Start of Data records

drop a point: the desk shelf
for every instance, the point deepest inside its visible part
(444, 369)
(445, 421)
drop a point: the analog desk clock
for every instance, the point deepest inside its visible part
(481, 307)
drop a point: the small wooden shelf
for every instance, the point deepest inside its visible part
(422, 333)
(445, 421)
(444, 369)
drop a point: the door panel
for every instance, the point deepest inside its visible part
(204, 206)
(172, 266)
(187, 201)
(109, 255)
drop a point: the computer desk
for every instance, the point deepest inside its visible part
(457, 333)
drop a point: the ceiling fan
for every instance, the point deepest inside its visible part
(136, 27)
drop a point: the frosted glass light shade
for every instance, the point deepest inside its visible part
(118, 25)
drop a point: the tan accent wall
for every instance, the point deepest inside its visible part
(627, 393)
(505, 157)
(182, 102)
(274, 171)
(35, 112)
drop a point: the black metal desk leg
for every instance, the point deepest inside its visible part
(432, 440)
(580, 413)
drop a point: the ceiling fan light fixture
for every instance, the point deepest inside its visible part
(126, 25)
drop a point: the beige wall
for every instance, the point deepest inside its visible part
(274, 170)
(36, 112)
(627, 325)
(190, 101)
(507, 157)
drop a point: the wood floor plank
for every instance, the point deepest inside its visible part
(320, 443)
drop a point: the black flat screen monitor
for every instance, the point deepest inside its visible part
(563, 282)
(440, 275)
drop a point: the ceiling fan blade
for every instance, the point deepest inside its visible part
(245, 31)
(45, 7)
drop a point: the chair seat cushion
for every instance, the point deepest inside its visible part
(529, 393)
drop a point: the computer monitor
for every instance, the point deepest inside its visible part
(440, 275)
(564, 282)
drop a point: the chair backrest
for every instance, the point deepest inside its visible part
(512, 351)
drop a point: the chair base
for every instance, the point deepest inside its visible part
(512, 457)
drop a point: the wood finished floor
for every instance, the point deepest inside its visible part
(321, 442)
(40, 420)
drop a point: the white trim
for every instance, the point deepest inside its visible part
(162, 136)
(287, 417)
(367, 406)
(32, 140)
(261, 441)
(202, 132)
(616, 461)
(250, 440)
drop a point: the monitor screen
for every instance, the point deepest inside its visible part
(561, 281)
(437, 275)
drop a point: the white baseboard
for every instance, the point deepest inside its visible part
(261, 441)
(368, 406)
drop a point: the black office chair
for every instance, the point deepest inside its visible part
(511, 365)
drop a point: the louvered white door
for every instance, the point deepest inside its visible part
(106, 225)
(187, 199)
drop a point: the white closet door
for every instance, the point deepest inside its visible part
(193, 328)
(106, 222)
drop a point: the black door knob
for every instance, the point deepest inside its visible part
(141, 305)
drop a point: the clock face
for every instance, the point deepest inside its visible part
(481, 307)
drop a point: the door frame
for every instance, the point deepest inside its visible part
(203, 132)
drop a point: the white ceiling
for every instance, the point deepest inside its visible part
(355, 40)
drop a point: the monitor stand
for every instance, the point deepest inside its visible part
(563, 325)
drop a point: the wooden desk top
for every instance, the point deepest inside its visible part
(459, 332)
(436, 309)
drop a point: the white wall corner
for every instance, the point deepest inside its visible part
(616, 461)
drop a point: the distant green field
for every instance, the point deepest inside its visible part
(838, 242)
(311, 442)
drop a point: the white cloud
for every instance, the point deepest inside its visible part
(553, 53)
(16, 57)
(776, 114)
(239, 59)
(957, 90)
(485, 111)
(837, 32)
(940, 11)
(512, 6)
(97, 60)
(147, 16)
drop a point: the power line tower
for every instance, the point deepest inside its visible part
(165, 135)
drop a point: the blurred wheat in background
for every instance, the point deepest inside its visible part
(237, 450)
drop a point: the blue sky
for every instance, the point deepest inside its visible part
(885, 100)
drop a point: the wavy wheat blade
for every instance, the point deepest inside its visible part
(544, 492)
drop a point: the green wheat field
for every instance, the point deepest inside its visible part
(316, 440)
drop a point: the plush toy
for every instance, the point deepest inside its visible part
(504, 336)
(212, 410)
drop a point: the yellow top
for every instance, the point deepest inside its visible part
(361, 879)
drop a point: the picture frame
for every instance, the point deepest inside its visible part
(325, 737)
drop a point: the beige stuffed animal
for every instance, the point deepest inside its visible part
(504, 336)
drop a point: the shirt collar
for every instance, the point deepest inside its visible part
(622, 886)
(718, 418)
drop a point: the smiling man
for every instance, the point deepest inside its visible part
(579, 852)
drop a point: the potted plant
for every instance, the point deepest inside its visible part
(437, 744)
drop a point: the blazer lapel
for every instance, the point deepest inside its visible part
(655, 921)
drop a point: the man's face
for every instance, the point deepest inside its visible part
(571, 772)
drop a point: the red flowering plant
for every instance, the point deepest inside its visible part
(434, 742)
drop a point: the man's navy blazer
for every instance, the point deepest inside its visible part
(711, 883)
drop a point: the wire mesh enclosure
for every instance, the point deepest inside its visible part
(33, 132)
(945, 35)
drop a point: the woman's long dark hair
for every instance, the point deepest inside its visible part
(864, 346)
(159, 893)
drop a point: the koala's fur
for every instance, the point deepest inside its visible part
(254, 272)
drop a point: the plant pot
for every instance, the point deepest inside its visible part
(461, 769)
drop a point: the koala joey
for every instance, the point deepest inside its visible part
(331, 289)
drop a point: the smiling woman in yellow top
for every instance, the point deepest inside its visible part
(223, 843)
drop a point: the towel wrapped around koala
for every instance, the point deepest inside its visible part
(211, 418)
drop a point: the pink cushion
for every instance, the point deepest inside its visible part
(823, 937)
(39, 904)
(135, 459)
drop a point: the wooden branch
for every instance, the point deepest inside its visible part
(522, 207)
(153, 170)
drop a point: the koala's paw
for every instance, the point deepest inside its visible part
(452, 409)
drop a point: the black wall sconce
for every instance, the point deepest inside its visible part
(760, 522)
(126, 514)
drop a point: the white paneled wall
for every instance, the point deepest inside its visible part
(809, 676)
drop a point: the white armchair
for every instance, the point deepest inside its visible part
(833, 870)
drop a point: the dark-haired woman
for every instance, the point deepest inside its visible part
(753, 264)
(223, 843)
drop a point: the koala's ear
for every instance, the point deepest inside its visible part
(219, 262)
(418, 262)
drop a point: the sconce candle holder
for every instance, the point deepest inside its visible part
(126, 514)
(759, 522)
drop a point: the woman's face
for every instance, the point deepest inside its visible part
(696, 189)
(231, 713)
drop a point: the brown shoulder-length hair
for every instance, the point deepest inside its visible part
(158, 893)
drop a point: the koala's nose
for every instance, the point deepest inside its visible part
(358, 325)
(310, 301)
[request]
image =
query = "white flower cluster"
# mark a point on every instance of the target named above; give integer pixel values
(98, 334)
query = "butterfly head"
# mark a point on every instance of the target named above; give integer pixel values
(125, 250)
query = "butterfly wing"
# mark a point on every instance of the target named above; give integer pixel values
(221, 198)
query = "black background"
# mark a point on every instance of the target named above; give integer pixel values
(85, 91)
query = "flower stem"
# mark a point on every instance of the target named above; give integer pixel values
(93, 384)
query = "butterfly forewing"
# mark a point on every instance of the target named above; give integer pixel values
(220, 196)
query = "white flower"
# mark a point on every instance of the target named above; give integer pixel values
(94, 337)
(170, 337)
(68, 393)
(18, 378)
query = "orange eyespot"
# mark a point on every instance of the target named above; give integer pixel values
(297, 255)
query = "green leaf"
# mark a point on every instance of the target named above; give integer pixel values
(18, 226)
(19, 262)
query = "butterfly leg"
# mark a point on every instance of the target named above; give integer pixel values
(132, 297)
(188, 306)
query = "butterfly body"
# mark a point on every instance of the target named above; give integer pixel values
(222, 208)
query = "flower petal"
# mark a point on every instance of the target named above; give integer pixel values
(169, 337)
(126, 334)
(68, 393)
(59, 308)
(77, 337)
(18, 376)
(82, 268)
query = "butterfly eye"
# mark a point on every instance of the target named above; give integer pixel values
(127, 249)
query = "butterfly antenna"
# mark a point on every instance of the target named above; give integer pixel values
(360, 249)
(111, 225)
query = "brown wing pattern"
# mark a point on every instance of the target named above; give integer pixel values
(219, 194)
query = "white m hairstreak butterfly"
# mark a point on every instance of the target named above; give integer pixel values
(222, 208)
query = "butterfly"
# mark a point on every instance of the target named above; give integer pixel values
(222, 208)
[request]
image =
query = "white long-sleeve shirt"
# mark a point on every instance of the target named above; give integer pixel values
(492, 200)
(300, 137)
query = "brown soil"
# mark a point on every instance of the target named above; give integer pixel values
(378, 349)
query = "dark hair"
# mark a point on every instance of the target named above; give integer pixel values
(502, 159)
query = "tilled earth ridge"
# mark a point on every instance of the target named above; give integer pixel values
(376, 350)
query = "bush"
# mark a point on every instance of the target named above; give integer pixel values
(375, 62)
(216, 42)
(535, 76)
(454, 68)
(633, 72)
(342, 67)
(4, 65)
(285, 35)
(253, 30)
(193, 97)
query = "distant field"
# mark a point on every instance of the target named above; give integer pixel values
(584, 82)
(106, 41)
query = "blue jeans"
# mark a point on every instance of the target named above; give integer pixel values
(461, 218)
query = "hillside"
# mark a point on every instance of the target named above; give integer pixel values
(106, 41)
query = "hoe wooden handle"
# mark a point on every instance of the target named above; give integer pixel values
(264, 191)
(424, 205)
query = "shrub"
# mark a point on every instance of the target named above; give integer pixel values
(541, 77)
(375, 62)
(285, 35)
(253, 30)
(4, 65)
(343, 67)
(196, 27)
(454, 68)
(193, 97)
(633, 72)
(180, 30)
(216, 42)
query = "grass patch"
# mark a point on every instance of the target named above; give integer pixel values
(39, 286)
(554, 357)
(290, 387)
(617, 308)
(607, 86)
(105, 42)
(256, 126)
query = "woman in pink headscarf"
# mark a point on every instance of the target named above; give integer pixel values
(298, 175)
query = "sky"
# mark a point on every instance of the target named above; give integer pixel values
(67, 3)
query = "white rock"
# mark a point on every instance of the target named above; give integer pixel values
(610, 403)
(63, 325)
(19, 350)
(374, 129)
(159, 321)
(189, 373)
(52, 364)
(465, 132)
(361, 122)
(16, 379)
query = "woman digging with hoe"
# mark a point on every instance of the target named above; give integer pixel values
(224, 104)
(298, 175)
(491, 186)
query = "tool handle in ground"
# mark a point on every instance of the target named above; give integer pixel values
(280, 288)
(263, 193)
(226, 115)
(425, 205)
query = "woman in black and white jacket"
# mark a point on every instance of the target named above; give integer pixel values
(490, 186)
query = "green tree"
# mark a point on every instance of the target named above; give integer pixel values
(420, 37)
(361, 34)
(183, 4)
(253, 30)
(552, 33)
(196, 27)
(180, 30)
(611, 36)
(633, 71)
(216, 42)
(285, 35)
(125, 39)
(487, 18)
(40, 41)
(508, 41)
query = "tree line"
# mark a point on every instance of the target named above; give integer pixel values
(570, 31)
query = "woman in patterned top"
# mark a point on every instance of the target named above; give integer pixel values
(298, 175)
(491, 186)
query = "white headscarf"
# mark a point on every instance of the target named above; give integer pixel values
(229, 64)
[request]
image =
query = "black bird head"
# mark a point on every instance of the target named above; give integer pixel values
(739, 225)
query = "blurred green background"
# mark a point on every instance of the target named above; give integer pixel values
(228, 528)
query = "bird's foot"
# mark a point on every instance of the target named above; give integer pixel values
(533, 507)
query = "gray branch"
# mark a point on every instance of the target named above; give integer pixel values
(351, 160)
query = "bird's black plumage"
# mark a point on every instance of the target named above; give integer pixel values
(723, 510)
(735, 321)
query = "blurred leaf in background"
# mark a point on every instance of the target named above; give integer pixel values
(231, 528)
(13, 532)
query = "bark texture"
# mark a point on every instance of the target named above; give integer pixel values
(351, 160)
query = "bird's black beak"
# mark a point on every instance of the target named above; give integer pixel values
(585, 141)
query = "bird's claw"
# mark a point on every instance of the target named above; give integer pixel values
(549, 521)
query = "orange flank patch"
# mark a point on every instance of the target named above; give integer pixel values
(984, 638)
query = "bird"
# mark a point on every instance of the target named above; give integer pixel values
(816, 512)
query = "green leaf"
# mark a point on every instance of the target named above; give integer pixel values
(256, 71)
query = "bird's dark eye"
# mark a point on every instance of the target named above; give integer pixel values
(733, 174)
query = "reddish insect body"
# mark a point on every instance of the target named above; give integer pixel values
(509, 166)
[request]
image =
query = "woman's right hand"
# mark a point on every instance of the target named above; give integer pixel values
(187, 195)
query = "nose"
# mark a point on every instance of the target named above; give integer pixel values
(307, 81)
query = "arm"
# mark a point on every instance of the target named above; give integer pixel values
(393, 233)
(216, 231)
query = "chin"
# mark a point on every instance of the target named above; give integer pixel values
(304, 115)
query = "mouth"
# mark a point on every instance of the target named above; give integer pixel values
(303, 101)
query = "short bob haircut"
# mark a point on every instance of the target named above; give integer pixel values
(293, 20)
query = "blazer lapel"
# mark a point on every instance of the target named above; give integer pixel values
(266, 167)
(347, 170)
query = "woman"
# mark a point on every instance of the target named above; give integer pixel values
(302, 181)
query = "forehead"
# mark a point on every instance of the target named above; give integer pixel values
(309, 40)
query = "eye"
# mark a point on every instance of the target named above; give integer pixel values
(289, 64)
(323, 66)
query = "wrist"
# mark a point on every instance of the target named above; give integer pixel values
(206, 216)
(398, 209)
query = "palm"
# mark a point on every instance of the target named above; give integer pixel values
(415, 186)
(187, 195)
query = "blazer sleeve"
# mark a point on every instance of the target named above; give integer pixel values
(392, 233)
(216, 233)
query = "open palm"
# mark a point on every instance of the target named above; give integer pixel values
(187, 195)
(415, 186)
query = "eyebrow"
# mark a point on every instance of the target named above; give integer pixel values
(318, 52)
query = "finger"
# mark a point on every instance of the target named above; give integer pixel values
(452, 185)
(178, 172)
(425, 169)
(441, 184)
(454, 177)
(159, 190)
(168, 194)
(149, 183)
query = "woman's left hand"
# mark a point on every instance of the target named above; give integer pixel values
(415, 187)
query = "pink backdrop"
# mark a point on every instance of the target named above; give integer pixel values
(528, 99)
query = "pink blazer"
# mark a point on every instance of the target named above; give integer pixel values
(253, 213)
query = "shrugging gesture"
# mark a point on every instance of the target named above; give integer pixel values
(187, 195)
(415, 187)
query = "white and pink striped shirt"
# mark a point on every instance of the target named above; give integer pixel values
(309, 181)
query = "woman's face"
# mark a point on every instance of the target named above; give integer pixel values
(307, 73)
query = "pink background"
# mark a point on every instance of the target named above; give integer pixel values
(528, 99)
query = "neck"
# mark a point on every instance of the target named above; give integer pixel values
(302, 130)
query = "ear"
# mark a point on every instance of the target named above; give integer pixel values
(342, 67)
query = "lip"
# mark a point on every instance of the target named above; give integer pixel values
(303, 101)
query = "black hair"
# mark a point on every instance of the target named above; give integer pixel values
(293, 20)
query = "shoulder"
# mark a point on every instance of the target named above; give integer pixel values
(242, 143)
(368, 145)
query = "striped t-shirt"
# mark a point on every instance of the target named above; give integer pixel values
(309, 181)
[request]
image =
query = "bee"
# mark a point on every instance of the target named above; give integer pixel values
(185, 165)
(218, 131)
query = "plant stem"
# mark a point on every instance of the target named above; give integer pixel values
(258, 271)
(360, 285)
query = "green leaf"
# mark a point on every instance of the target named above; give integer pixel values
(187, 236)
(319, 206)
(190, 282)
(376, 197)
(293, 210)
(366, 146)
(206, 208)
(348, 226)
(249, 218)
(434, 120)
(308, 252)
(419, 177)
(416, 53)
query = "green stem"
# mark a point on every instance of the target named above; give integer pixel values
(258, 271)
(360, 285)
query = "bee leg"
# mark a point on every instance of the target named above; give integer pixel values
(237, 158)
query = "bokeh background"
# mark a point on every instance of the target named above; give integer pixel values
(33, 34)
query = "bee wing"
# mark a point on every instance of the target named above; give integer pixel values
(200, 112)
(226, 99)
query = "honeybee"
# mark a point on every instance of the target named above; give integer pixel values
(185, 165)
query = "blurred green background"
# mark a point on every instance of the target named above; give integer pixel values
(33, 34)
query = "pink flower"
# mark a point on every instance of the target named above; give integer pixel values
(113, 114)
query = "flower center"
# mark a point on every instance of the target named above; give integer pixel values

End of Data records

What you will do
The lines to copy run from the start of the records above through the line holding "drop a point: the small wooden shelf"; give them exactly, both ends included, and nothing else.

The answer
drop a point: the desk shelf
for every instance, the point deepest inside its visible part
(444, 369)
(445, 421)
drop a point: the analog desk clock
for every instance, the point deepest inside its visible part
(481, 307)
drop a point: the small wooden shelf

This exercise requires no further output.